→ Exercise prompt:
Rescale the part of the entries below that opens with the line containing "Find the forest" and closes with the line containing "[(699, 282), (189, 321), (528, 383)]", and return only that part. Copy each line, requests included, and multiply every x and y coordinate in the answers by 2.15, rounding to whole numbers with halves rounded up.
┄┄┄┄┄┄
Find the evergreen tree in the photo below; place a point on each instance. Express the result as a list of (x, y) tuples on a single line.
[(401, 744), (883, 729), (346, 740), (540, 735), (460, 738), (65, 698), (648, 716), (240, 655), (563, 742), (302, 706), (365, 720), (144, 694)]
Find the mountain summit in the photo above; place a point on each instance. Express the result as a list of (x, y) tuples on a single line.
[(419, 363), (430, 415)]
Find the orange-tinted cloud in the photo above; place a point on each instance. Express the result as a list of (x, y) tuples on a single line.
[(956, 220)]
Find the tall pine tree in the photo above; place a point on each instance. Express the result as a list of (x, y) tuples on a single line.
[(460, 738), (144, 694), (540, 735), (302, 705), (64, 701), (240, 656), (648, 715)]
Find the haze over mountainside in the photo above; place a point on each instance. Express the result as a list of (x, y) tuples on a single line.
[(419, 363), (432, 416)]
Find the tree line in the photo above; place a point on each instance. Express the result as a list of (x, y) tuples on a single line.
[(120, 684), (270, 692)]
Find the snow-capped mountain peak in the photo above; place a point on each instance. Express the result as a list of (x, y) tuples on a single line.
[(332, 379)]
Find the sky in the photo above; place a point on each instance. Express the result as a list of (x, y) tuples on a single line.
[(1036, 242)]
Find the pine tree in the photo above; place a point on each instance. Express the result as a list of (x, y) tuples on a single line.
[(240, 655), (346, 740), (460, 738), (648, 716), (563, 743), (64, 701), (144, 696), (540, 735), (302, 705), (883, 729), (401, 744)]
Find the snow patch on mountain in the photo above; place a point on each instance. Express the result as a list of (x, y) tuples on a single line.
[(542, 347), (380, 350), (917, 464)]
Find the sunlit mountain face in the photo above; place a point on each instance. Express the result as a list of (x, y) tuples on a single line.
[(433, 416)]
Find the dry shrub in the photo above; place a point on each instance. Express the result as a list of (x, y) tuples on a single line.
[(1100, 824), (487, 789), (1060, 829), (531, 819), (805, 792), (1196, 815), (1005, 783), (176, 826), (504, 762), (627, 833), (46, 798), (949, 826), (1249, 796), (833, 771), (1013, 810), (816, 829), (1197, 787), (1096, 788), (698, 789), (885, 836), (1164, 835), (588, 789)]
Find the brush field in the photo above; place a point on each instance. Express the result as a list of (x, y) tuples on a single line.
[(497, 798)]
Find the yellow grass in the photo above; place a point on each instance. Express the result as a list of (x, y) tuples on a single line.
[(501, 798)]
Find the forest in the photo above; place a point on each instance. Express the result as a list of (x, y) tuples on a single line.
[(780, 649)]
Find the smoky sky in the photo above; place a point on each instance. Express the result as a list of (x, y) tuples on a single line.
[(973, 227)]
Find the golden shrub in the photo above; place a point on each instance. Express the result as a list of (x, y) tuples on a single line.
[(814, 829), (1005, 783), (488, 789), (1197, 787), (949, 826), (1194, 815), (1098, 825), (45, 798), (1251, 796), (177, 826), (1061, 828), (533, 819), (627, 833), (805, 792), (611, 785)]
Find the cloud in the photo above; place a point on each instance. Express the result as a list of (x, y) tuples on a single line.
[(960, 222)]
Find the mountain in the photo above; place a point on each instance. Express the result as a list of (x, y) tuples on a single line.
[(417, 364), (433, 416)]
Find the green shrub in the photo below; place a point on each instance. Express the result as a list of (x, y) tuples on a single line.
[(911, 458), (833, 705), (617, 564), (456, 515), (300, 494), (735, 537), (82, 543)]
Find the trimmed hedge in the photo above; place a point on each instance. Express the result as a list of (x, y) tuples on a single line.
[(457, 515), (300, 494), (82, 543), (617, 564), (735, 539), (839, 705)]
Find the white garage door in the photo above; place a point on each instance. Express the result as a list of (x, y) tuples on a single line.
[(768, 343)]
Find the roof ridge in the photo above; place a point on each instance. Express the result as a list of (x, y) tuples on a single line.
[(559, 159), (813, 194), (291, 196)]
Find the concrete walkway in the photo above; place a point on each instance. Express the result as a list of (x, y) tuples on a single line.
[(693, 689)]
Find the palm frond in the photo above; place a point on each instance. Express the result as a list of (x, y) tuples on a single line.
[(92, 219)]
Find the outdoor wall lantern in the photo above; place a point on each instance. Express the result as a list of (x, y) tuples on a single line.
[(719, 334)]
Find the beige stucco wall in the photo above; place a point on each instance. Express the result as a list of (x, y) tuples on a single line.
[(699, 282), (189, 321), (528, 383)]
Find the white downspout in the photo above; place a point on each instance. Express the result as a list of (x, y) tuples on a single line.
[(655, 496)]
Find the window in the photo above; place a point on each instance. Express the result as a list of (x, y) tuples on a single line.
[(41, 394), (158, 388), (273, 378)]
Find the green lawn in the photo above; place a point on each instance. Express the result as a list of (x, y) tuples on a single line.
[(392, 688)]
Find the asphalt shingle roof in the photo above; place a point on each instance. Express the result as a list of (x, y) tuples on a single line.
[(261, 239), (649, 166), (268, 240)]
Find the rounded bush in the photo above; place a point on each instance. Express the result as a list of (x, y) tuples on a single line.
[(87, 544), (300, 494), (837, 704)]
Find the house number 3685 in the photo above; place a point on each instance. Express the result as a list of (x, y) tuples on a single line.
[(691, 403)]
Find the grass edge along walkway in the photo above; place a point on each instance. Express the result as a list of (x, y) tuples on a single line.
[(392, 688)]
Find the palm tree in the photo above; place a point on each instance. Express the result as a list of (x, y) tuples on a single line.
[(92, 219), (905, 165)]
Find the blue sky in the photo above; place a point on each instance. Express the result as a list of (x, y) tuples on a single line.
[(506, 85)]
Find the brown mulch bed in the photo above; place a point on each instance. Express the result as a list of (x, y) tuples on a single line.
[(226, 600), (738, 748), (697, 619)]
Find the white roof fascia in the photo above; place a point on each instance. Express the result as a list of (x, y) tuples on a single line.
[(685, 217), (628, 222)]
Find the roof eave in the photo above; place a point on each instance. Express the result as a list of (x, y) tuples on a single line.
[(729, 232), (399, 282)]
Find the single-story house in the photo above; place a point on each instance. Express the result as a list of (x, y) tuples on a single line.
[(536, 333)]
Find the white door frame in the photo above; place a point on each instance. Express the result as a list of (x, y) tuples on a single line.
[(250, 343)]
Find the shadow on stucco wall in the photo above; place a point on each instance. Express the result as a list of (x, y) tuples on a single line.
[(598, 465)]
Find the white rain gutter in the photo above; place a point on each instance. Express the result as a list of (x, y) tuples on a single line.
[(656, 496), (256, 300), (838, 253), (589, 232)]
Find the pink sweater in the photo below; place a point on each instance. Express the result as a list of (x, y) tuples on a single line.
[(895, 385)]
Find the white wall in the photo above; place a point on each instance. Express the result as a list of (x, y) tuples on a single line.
┄┄┄┄┄┄
→ Full solution:
Find the forest in the photo above; place a point on each instance. Express the result as a list of (x, y) tuples on a single line.
[(1677, 1395)]
Find the smoky sky in the photo above; place a point on each instance. Express the result as a list of (x, y) tuples on a single line.
[(2092, 488)]
Find the golden shrub in the photo above; place a point on each instance. Express the result as a list of (x, y) tuples on a single line.
[(1750, 1782), (2161, 1683), (1049, 1696), (2574, 1692), (2040, 1776), (2567, 1752), (2361, 1774), (97, 1716), (2690, 1711), (381, 1776), (2281, 1780), (1146, 1761), (1348, 1791), (1731, 1703), (1314, 1688)]
Find the cloud in the photo above; place a point on each instance. Express the result as a list of (x, y) tuples on a single line.
[(2064, 477)]
Find the mountain in the photo above; place a point on each instance. Express the result as a list of (x, y) tuples on a single line.
[(897, 783), (931, 894)]
Find the green shrub in the photo below; place a point on each instance. Express the result as a list of (x, y) tuples on a single line.
[(1959, 985), (1791, 1516), (1327, 1213), (980, 1107), (645, 1062), (1580, 1155), (176, 1167)]
Find the trimmed hedge in the photo above; place a point on each instance. Express the result as a list of (x, y) tuples on a single line.
[(983, 1107), (645, 1062), (176, 1167), (1327, 1213), (1580, 1159), (1804, 1516)]
Find the white garage door in the photo above; place a point on each instance. Express the result as a list of (x, y) tuples on a single line.
[(1651, 737)]
Find the roof ridge in the photo above; place a point on each instance. Express the result as a list of (x, y) tuples on a single line.
[(1202, 342), (1748, 417), (626, 421)]
Find the concrete walkway in the photo above; place a point on each instance. Express the result as a list of (x, y) tuples on a single line.
[(1490, 1481)]
Find the palm frond in the photo above; place a point on each instance. Express the result as a list of (x, y) tuples on a single line.
[(198, 471)]
Find the outdoor wall lantern in the photo above; place a point on each instance. Express the result as a list of (x, y) tuples on a single line.
[(1546, 718)]
Find the beige stucco wall in the photo above; place a point on each instance. Express the result as a list of (x, y) tuples on a single line.
[(1503, 606), (406, 690), (1135, 823)]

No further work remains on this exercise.